**The problem**
Transcribe the whole listing exactly, but do not carry over its pictures.

★ ★ ★ ★ ★ ★ ★

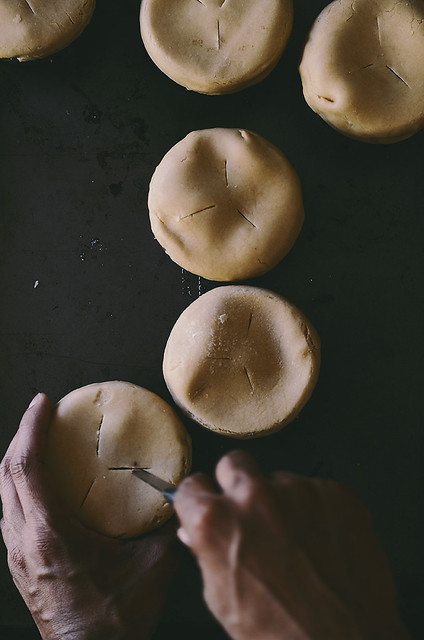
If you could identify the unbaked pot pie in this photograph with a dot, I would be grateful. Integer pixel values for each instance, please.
(362, 68)
(31, 29)
(216, 46)
(97, 435)
(225, 204)
(242, 361)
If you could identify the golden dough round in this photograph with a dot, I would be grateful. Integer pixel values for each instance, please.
(225, 204)
(242, 361)
(32, 29)
(98, 433)
(362, 68)
(216, 46)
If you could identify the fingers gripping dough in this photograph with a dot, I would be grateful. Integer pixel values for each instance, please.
(241, 361)
(31, 29)
(98, 433)
(225, 204)
(216, 46)
(363, 68)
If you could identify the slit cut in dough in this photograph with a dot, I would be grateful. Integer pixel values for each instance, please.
(362, 68)
(225, 204)
(98, 433)
(216, 46)
(242, 361)
(32, 29)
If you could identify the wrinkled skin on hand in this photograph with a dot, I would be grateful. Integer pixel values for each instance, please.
(76, 583)
(287, 557)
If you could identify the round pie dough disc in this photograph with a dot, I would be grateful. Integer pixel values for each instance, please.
(98, 433)
(362, 68)
(32, 29)
(242, 361)
(216, 46)
(225, 204)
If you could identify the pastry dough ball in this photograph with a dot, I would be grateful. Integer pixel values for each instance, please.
(225, 204)
(241, 361)
(216, 46)
(363, 68)
(101, 431)
(31, 29)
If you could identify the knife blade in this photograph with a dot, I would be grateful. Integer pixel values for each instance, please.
(166, 488)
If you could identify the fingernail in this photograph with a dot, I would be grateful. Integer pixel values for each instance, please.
(34, 400)
(182, 534)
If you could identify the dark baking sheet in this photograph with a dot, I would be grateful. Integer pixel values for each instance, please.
(89, 295)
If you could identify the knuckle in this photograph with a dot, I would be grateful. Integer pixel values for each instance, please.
(248, 489)
(16, 560)
(206, 517)
(19, 468)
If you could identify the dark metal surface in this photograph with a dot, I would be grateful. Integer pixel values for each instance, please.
(166, 488)
(88, 295)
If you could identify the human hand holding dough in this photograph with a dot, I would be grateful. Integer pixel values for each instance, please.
(362, 68)
(101, 431)
(31, 29)
(242, 361)
(225, 204)
(216, 46)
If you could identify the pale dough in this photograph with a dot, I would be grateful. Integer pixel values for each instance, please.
(216, 46)
(363, 68)
(225, 204)
(31, 29)
(242, 361)
(97, 434)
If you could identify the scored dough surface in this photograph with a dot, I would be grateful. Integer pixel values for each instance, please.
(225, 204)
(97, 434)
(241, 361)
(363, 68)
(216, 46)
(31, 29)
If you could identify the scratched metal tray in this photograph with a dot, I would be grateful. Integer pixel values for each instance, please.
(89, 295)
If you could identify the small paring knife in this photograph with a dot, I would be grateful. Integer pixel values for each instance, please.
(166, 488)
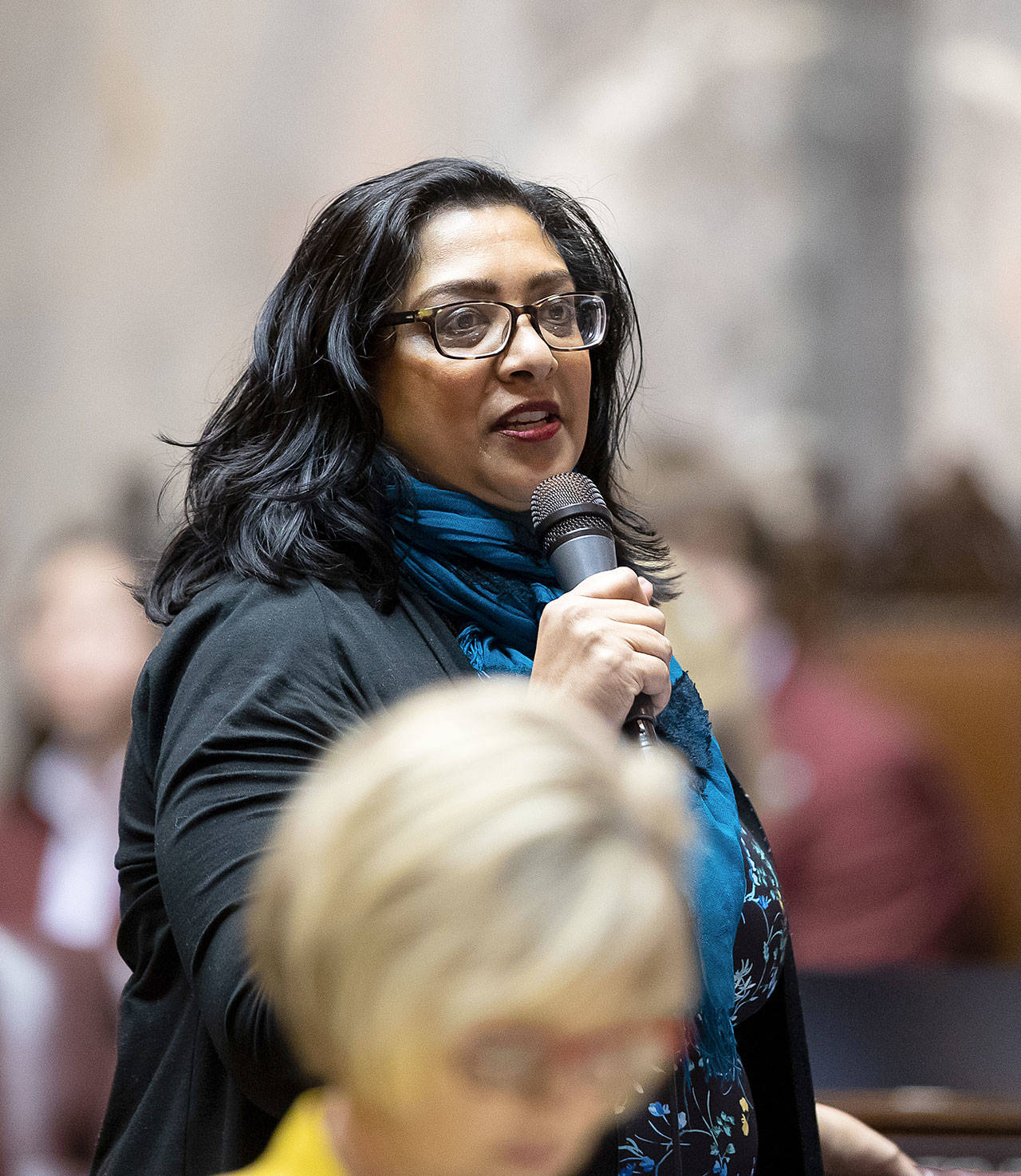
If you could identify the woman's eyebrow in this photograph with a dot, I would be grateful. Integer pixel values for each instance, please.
(486, 288)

★ ★ ★ ★ ★ ★ ★

**Result of the exercise**
If you could identify the unbaked pot pie in this photograph with a dot, I would be grateful. Integer pixel values for each instance, please.
(362, 68)
(31, 29)
(216, 46)
(97, 435)
(225, 204)
(242, 361)
If you could identify the golden dough round in this photograph with a dot, I would be grateful. Integer pixel values for each instance, please.
(225, 204)
(242, 361)
(32, 29)
(98, 433)
(362, 68)
(216, 46)
If you could identify the fingers gripping dough in this photograph with a dot, I would be grateful. Integer pixel values for each instance, please.
(241, 361)
(31, 29)
(98, 433)
(225, 204)
(216, 46)
(363, 68)
If you could identify the slit cut in dough in this photograph with a dot, I would be grateful. Integer pixel values for each instance, please.
(362, 68)
(225, 204)
(98, 433)
(216, 46)
(242, 361)
(32, 29)
If you could identify the wrinkled skin on hand in this photograph with a dot, I would be grateful. Integer pixel values for each instance, please.
(76, 583)
(287, 557)
If you could identify the round pie dough disc in this photograph with a dot, I would be grateful. Integer pixel values for each instance, please.
(98, 433)
(362, 68)
(32, 29)
(242, 361)
(216, 46)
(225, 204)
If you could identify the pastry dough ball in this photograph with a dot, I would be grateful. Integer pixel values for each instance, please.
(225, 204)
(241, 361)
(216, 46)
(363, 68)
(101, 431)
(31, 29)
If you could identify the knife blade in this photograph with a dot, I would be grateful. Integer pixel values for each instance, please.
(166, 488)
If you could identify the fingernail in this photograph with a dot, I would be grateful. Integer pixel values for each instance, please.
(34, 400)
(182, 534)
If you could identify the dark baking sheet in this photograph with a dot, I would be grateful. Integer pixel values for each instance, please.
(89, 295)
If you could identify the knuckle in this photograph with a dot, I would be grateful. Integer pixel values for each instance, please.
(248, 489)
(16, 560)
(206, 517)
(19, 468)
If you could identify the dark metal surface in this photograph with a dot, I would be grateful. Integer pixel values for each instance, please.
(166, 488)
(88, 295)
If you could identify the human hand holding dough in this photograph with a dot, I would be grateful. Integer pixel values for each instance, please.
(362, 68)
(101, 431)
(31, 29)
(242, 361)
(225, 204)
(216, 46)
If you could identify the pale dough in this photograph with a dot, I would be grateful. Integer pixel values for each instance, please.
(216, 46)
(363, 68)
(225, 204)
(31, 29)
(242, 361)
(97, 434)
If you could identify the scored dough surface in this photograph with a dot, I would be grateful. Integer pixel values for each instance, please.
(225, 204)
(97, 434)
(241, 361)
(363, 68)
(216, 46)
(31, 29)
If you could identify the scratched metal tray in this photograph with a dot, I would be grateful. Integer pixel values for each instance, please.
(89, 295)
If you could identify the small paring knife in this photograph with a dot, I would be grateful. Integer pixel values for each instance, please.
(166, 488)
If you could identify the woman's eyebrow in this photograph with a dot, I would be grateful. Integer pixel values for each instance, please.
(486, 288)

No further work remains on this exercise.